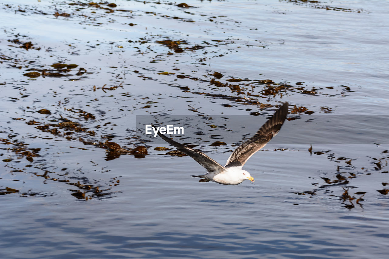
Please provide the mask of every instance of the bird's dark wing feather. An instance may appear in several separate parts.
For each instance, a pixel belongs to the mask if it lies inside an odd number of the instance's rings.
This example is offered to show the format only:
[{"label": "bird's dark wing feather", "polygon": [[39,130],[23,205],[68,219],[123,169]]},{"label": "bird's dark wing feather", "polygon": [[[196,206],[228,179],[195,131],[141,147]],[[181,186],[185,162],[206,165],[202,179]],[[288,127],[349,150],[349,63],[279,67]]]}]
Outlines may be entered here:
[{"label": "bird's dark wing feather", "polygon": [[[151,125],[155,128],[152,124]],[[180,144],[160,133],[159,131],[158,133],[158,135],[166,142],[175,147],[176,149],[178,151],[182,152],[193,158],[196,162],[207,169],[209,172],[217,170],[221,172],[225,170],[223,166],[202,152]]]},{"label": "bird's dark wing feather", "polygon": [[287,114],[288,103],[286,102],[255,135],[234,150],[227,160],[226,167],[243,166],[252,156],[277,135]]}]

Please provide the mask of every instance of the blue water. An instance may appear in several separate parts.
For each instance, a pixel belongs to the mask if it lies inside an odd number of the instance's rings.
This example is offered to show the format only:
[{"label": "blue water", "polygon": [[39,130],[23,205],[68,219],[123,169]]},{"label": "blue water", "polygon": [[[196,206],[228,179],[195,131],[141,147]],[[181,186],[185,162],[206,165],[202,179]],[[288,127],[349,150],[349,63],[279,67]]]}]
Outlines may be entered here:
[{"label": "blue water", "polygon": [[[113,2],[0,4],[0,257],[387,257],[389,194],[377,191],[389,189],[387,2]],[[167,40],[184,51],[156,42]],[[59,63],[78,66],[54,71]],[[23,75],[42,69],[67,76]],[[173,137],[224,164],[276,109],[261,104],[285,101],[314,113],[290,115],[303,116],[250,159],[254,183],[198,182],[190,175],[204,171],[191,158],[135,133],[137,115],[183,115],[205,135]],[[219,119],[237,116],[241,127]],[[83,130],[55,126],[68,121]],[[148,154],[110,159],[106,141]]]}]

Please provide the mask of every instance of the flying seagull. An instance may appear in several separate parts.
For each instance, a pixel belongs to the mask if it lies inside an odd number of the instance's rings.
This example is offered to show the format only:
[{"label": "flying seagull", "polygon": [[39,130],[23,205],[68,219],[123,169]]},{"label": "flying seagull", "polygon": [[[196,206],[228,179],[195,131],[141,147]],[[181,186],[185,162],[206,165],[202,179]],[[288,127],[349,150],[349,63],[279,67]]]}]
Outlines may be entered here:
[{"label": "flying seagull", "polygon": [[180,144],[160,133],[159,131],[158,133],[165,141],[175,147],[177,150],[193,158],[208,171],[204,174],[192,177],[202,178],[199,182],[212,181],[222,184],[237,185],[247,179],[254,181],[250,173],[242,170],[242,167],[251,156],[277,135],[287,114],[288,103],[285,102],[254,136],[234,150],[224,166],[202,152]]}]

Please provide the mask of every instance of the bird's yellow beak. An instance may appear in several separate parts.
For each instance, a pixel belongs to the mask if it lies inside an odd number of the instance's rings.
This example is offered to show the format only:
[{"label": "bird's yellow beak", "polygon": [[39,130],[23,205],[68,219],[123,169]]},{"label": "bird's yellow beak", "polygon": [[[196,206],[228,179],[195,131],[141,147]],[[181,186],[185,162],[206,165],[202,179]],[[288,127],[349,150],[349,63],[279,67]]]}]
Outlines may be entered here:
[{"label": "bird's yellow beak", "polygon": [[246,178],[247,178],[247,179],[248,179],[251,182],[254,182],[254,178],[253,178],[252,177],[248,177],[247,176],[245,176],[245,177],[246,177]]}]

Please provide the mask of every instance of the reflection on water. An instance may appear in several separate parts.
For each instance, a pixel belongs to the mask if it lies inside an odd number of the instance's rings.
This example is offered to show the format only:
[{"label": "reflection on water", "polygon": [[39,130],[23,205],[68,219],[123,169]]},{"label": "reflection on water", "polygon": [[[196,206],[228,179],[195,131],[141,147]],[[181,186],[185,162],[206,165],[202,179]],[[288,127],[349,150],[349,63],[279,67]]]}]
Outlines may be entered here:
[{"label": "reflection on water", "polygon": [[[387,3],[3,2],[2,258],[386,258]],[[285,101],[255,183],[136,131],[221,162]]]}]

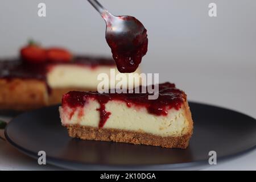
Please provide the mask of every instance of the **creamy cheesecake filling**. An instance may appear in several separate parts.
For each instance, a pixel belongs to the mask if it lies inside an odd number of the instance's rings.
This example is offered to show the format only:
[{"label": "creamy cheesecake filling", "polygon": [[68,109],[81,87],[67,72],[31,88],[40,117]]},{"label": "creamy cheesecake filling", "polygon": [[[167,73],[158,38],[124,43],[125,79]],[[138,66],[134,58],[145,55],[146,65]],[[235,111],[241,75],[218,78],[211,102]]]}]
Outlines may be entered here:
[{"label": "creamy cheesecake filling", "polygon": [[[148,113],[144,107],[127,107],[121,101],[110,101],[106,104],[106,111],[110,112],[103,129],[115,129],[144,132],[161,136],[176,136],[187,134],[189,121],[182,109],[168,110],[168,115],[155,115]],[[84,107],[60,107],[63,125],[79,124],[97,128],[100,121],[100,106],[97,100],[88,99]]]},{"label": "creamy cheesecake filling", "polygon": [[[53,66],[47,74],[47,80],[49,86],[55,88],[90,88],[97,89],[98,84],[101,81],[97,80],[98,75],[105,73],[109,78],[109,88],[110,82],[115,82],[115,77],[110,77],[110,69],[115,69],[115,73],[120,73],[117,68],[110,66],[97,66],[92,68],[90,66],[81,65],[59,64]],[[138,71],[137,73],[139,72]],[[135,72],[134,73],[135,73]],[[125,74],[128,77],[128,74]],[[136,77],[139,76],[133,75]],[[127,85],[134,84],[127,82]],[[138,84],[135,86],[139,86]]]}]

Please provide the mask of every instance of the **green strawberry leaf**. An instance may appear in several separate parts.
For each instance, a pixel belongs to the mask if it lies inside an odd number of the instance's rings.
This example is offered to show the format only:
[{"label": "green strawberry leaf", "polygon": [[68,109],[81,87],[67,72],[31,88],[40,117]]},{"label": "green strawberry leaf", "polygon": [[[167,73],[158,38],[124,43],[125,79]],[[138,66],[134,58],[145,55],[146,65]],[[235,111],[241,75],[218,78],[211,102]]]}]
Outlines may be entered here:
[{"label": "green strawberry leaf", "polygon": [[3,130],[7,125],[5,121],[0,120],[0,130]]}]

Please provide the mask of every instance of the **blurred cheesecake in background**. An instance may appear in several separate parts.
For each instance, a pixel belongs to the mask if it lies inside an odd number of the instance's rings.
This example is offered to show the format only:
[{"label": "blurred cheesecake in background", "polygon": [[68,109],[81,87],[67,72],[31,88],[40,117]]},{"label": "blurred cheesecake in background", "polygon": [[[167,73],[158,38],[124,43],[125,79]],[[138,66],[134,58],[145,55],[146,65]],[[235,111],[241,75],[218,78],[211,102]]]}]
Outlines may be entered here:
[{"label": "blurred cheesecake in background", "polygon": [[20,58],[0,60],[0,109],[30,110],[60,103],[69,91],[97,90],[100,73],[115,79],[110,69],[119,73],[112,58],[74,56],[63,48],[30,44]]}]

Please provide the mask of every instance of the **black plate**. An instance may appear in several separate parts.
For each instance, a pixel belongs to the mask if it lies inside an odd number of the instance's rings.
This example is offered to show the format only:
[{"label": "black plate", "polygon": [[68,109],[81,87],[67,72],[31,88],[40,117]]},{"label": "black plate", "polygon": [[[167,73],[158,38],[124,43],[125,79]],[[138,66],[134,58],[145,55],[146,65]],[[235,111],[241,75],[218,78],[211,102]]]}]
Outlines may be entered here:
[{"label": "black plate", "polygon": [[189,105],[194,133],[186,150],[72,139],[61,125],[57,106],[22,114],[7,125],[5,135],[34,158],[43,150],[48,163],[82,169],[191,167],[208,163],[210,151],[217,152],[218,162],[255,146],[255,119],[213,106]]}]

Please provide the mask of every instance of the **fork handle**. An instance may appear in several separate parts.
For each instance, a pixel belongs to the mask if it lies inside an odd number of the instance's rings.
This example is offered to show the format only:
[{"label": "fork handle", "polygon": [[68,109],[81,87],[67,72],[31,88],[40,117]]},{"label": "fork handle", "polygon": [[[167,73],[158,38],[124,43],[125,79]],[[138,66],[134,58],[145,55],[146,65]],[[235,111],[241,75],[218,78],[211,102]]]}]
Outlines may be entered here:
[{"label": "fork handle", "polygon": [[101,15],[102,15],[104,13],[107,12],[108,10],[103,7],[97,0],[88,0],[89,2],[93,6],[95,9],[98,11],[98,13]]}]

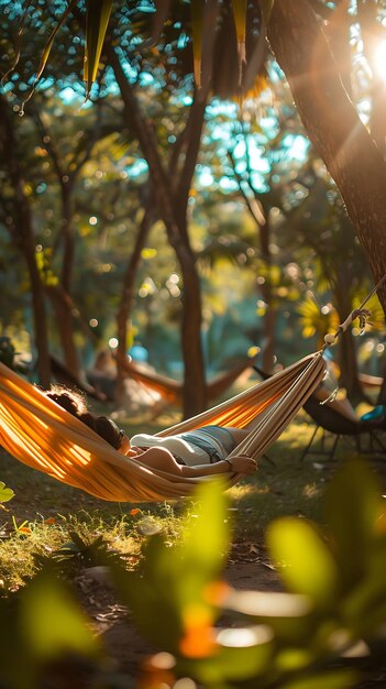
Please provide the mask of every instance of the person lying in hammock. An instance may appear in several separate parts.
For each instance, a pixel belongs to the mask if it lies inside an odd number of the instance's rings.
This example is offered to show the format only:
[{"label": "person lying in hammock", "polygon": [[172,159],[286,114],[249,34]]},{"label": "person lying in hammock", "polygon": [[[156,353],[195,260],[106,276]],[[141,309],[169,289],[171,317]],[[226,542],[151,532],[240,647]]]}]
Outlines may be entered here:
[{"label": "person lying in hammock", "polygon": [[246,428],[202,426],[166,438],[137,434],[130,439],[112,418],[88,412],[80,394],[62,386],[54,386],[45,394],[95,430],[121,455],[139,459],[151,469],[184,477],[213,475],[230,471],[253,474],[257,469],[256,461],[246,455],[228,458],[247,436]]}]

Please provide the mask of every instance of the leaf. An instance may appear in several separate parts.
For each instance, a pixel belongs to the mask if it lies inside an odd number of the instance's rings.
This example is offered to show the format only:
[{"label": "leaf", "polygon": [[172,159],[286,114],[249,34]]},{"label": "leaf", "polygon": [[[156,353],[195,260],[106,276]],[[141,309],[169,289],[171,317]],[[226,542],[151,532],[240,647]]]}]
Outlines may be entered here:
[{"label": "leaf", "polygon": [[203,33],[203,3],[202,0],[191,0],[191,36],[194,50],[194,74],[197,88],[201,88],[201,56]]},{"label": "leaf", "polygon": [[87,0],[86,47],[84,79],[86,99],[96,80],[100,54],[102,52],[107,28],[109,25],[112,0]]},{"label": "leaf", "polygon": [[220,480],[199,486],[195,514],[185,517],[183,542],[170,548],[159,535],[151,537],[141,577],[115,565],[112,568],[139,630],[169,653],[178,654],[180,644],[191,655],[212,649],[210,630],[217,605],[208,598],[208,586],[218,581],[229,546],[223,491]]},{"label": "leaf", "polygon": [[345,586],[361,580],[382,515],[381,485],[372,469],[357,459],[334,474],[326,491],[326,514]]},{"label": "leaf", "polygon": [[42,76],[42,74],[44,72],[44,68],[45,68],[46,64],[47,64],[47,59],[49,57],[51,48],[53,47],[53,44],[54,44],[54,41],[55,41],[57,32],[59,31],[59,29],[62,29],[62,26],[65,23],[68,14],[71,12],[73,8],[77,4],[77,1],[78,0],[71,0],[69,2],[67,9],[62,14],[59,21],[57,22],[54,31],[52,32],[52,34],[51,34],[51,36],[48,39],[47,43],[45,44],[44,51],[43,51],[43,54],[42,54],[42,57],[41,57],[41,62],[38,64],[38,67],[37,67],[36,74],[35,74],[35,78],[34,78],[33,84],[32,84],[32,88],[31,88],[29,95],[26,96],[26,98],[23,100],[23,103],[22,103],[22,107],[21,107],[21,110],[20,110],[20,114],[23,114],[23,110],[24,110],[25,103],[32,98],[32,96],[33,96],[33,94],[35,91],[36,85],[37,85],[37,83],[38,83],[38,80],[40,80],[40,78],[41,78],[41,76]]},{"label": "leaf", "polygon": [[143,43],[143,48],[153,47],[158,41],[163,26],[167,20],[169,12],[170,0],[154,0],[155,14],[152,28],[152,36]]},{"label": "leaf", "polygon": [[9,500],[12,500],[14,492],[12,489],[5,488],[5,483],[0,481],[0,502],[8,502]]},{"label": "leaf", "polygon": [[68,653],[87,657],[100,653],[87,617],[48,567],[22,591],[20,625],[25,644],[38,661]]}]

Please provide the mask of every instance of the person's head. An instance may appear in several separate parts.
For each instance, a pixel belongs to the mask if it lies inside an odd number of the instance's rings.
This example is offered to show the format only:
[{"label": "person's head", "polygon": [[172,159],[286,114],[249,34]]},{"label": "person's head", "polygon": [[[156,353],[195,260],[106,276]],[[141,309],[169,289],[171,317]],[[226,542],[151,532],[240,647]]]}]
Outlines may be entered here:
[{"label": "person's head", "polygon": [[89,428],[95,430],[98,436],[103,438],[103,440],[119,452],[125,453],[130,448],[130,441],[124,430],[119,428],[115,422],[108,416],[90,414],[90,412],[87,411],[85,398],[80,393],[56,385],[45,394],[60,407],[69,412],[69,414],[76,416]]}]

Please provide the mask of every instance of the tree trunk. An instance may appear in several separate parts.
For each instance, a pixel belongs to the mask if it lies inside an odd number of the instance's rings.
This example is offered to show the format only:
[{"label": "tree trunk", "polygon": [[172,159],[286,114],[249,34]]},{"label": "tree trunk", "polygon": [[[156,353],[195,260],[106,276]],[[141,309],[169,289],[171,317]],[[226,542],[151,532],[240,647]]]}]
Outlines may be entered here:
[{"label": "tree trunk", "polygon": [[[206,408],[206,380],[201,348],[200,287],[196,270],[196,260],[190,249],[186,228],[187,198],[176,198],[177,194],[174,194],[174,179],[170,179],[162,164],[152,122],[146,120],[141,112],[134,89],[125,77],[115,51],[111,46],[107,46],[106,50],[121,91],[124,119],[128,125],[135,132],[142,153],[148,164],[150,177],[154,188],[159,216],[165,225],[169,242],[176,252],[181,269],[184,281],[184,317],[181,325],[181,349],[185,365],[184,416],[189,417]],[[197,127],[196,131],[194,130],[191,132],[191,139],[195,141],[196,132]],[[190,138],[186,152],[186,161],[187,167],[194,169]],[[187,175],[181,175],[179,185],[186,190]],[[183,214],[181,208],[184,204],[185,212]],[[176,217],[177,205],[179,207],[178,220]],[[194,291],[192,294],[190,292],[191,289]],[[198,311],[199,317],[197,316]]]},{"label": "tree trunk", "polygon": [[[351,102],[307,0],[277,0],[268,26],[275,57],[308,135],[342,195],[374,282],[386,273],[386,164]],[[386,313],[386,284],[378,289]]]},{"label": "tree trunk", "polygon": [[134,248],[124,273],[121,302],[117,313],[118,357],[115,401],[118,403],[122,401],[123,380],[126,378],[125,369],[122,364],[122,361],[124,361],[126,357],[128,319],[130,308],[133,302],[134,282],[141,262],[141,252],[145,245],[145,241],[148,237],[150,229],[154,221],[154,208],[153,206],[151,206],[151,203],[152,195],[150,195],[150,203],[147,203],[147,206],[145,208],[145,212],[142,218]]},{"label": "tree trunk", "polygon": [[74,339],[74,316],[70,299],[63,298],[63,294],[70,294],[74,272],[75,242],[73,229],[73,185],[60,179],[62,193],[62,227],[64,237],[64,254],[62,262],[59,291],[51,291],[55,310],[57,329],[60,338],[63,358],[66,369],[75,376],[80,376],[79,357]]}]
· · · ·
WRITTEN PROBLEM
Please count the lines of the listing above that contain the string "black", treating uppercase and lowercase as different, and give only the number.

SOLUTION FOR THIS PROBLEM
3